WHAT TO WORK ON:
Quote the lines below verbatim, beginning with the line that contains "Where can you find the distant hillside" and ending after the line that contains "(1005, 758)".

Location annotation dataset excerpts
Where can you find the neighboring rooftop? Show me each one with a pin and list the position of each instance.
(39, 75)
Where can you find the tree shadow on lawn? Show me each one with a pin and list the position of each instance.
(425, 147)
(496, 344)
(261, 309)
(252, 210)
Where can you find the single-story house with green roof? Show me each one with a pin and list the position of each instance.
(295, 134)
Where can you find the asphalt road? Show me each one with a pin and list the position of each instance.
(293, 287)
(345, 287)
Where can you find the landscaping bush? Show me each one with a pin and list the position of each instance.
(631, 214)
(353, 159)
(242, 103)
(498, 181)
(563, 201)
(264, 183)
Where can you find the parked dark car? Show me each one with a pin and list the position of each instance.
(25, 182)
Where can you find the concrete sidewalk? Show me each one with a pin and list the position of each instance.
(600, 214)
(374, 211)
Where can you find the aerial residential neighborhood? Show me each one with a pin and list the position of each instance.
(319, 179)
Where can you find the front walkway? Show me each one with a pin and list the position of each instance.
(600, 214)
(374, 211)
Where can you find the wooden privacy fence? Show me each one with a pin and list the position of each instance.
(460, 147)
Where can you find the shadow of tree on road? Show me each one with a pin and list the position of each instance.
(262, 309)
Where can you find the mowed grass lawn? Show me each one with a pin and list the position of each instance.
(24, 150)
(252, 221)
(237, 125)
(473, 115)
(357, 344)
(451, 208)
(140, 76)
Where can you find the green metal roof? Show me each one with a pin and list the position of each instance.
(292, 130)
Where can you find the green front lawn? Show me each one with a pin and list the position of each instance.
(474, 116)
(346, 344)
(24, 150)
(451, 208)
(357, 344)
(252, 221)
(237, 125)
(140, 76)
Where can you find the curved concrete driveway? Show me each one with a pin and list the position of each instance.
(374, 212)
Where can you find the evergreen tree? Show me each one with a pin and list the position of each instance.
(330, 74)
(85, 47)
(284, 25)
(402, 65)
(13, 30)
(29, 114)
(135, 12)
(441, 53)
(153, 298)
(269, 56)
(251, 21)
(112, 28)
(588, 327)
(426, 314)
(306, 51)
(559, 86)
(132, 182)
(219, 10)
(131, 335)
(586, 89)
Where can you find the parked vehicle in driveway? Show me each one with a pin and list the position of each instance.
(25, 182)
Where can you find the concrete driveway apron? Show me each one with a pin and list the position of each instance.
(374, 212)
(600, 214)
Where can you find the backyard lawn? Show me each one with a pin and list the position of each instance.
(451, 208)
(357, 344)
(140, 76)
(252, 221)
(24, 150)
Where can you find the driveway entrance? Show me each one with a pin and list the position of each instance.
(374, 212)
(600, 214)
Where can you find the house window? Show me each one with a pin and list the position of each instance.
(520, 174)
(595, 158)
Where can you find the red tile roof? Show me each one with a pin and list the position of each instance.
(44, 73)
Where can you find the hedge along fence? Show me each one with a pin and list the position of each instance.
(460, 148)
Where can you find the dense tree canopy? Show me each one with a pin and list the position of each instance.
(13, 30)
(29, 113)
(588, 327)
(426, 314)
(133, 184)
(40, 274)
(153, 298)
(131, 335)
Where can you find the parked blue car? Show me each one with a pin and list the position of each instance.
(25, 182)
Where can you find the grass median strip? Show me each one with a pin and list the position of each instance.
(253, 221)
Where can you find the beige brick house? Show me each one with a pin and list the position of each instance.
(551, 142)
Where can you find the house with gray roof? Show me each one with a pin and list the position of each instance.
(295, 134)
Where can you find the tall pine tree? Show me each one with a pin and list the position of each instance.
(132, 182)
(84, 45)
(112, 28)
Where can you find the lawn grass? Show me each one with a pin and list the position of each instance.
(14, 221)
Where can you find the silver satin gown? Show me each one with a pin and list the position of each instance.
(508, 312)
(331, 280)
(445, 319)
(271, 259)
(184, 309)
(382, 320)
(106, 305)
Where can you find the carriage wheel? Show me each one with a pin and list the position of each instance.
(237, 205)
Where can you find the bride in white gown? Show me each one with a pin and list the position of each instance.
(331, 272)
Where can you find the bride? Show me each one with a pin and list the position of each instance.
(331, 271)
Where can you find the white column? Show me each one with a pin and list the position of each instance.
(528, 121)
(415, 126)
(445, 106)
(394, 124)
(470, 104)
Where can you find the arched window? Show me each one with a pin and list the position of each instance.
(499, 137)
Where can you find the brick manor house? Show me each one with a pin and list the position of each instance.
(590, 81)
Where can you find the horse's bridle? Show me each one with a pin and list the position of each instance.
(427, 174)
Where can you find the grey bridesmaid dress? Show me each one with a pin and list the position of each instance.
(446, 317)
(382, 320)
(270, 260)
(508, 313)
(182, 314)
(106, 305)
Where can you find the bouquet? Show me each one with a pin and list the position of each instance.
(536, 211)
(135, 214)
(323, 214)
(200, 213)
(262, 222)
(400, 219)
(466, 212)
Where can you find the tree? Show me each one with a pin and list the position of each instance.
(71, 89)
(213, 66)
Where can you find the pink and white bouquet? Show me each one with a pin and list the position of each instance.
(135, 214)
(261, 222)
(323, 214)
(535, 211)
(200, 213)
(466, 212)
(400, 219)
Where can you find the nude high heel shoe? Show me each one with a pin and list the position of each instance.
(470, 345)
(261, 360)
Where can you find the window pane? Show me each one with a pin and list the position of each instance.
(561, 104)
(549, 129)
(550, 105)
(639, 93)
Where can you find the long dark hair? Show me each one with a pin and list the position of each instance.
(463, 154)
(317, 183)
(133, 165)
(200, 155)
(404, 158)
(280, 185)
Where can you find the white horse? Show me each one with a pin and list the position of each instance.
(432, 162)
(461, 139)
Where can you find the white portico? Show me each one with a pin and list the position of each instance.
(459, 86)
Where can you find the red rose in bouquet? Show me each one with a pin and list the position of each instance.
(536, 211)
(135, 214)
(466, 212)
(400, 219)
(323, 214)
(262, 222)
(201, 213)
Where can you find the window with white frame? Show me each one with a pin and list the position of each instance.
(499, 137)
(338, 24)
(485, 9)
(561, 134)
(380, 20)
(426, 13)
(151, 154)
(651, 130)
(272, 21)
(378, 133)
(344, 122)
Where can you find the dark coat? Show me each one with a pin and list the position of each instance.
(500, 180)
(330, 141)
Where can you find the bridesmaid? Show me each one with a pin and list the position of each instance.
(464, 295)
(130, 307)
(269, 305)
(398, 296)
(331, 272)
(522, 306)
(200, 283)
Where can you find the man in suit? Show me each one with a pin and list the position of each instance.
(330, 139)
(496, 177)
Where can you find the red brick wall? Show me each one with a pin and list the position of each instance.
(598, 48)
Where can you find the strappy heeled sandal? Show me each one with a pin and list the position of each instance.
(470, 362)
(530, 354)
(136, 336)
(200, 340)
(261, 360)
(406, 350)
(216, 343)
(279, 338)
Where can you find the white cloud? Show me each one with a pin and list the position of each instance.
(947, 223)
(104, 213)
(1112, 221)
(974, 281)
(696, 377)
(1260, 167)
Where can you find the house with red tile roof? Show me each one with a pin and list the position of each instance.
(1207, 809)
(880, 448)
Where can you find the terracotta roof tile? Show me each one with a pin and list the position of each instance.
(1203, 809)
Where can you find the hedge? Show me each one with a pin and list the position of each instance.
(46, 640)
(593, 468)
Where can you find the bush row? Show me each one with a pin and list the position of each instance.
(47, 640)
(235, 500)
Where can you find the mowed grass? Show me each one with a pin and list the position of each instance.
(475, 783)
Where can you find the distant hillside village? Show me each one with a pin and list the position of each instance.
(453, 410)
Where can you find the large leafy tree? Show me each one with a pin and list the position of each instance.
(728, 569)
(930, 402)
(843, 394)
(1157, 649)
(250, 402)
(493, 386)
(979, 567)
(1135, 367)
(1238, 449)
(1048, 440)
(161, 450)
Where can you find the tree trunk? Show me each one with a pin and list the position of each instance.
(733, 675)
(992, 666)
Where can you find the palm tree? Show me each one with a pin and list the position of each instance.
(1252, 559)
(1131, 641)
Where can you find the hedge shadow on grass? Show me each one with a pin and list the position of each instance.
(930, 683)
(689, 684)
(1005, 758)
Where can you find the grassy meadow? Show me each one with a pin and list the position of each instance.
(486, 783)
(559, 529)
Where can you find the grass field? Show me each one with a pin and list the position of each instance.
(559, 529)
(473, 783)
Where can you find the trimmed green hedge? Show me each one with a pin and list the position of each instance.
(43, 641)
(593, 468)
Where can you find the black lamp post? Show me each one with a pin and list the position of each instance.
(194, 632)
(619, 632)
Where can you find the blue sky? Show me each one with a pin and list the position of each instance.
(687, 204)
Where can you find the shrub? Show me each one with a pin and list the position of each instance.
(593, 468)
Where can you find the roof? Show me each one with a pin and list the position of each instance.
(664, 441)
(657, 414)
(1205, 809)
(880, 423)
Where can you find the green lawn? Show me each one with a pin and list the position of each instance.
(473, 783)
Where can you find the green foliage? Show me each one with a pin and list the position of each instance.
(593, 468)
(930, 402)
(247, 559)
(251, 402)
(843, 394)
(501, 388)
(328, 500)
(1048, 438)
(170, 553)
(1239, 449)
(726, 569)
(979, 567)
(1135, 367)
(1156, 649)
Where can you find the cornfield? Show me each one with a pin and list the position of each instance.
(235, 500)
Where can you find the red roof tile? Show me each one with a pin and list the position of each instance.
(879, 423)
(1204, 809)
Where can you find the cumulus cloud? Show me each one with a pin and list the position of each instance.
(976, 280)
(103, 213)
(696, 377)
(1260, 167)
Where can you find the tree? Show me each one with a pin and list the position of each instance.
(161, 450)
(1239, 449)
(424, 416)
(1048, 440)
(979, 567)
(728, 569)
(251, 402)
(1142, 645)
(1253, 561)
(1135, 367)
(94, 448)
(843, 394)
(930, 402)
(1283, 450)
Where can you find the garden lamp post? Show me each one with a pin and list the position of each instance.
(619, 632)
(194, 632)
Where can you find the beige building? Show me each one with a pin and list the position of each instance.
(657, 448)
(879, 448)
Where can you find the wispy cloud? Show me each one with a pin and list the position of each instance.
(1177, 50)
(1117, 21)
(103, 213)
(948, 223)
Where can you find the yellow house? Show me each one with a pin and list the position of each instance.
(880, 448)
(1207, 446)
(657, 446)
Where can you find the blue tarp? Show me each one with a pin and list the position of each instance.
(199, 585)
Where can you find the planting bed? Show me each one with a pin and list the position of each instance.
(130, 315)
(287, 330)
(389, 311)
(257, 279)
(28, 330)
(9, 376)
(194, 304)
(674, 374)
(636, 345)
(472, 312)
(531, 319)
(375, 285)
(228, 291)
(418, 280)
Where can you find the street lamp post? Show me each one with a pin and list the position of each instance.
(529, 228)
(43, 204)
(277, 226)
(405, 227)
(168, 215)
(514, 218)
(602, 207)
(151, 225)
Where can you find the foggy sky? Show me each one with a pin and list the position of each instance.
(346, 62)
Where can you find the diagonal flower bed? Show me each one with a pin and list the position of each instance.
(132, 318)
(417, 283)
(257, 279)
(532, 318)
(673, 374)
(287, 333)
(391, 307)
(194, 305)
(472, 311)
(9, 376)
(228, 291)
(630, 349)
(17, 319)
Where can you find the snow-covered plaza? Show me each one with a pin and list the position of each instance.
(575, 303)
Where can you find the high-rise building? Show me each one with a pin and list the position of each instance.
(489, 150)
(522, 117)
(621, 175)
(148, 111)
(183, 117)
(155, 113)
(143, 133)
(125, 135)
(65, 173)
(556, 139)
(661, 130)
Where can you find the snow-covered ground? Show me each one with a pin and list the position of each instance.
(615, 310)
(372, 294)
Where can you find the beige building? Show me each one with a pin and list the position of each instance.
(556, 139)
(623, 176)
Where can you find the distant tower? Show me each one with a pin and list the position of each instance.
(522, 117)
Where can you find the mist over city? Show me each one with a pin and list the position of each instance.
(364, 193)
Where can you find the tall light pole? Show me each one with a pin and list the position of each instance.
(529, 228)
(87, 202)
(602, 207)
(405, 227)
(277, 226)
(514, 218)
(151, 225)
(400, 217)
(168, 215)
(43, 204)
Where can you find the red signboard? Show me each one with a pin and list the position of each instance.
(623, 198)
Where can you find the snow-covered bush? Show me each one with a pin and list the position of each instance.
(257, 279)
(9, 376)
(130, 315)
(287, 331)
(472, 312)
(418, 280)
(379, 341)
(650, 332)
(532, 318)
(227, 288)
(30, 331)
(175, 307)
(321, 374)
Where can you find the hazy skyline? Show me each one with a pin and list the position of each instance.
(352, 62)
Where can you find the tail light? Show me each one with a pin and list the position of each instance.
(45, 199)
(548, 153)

REPLY:
Where can you find the distant hillside village? Show me each one with a pin and list the position of each instance.
(453, 410)
Where can you find the large leafy tree? Show me each one with a pin and list the position of each instance.
(728, 569)
(930, 402)
(843, 394)
(1157, 649)
(250, 402)
(493, 386)
(979, 567)
(1135, 367)
(1238, 449)
(1048, 440)
(161, 450)
Where can you find the tree trunk? Show me each one with a pin and list the position of each instance.
(733, 675)
(992, 666)
Where can you find the palm tree? Show me each one with a pin and list the position of each instance.
(1252, 559)
(1131, 641)
Where can you find the hedge shadow on grass? Show me each one with a pin and list the position of each instance.
(930, 683)
(689, 684)
(1005, 758)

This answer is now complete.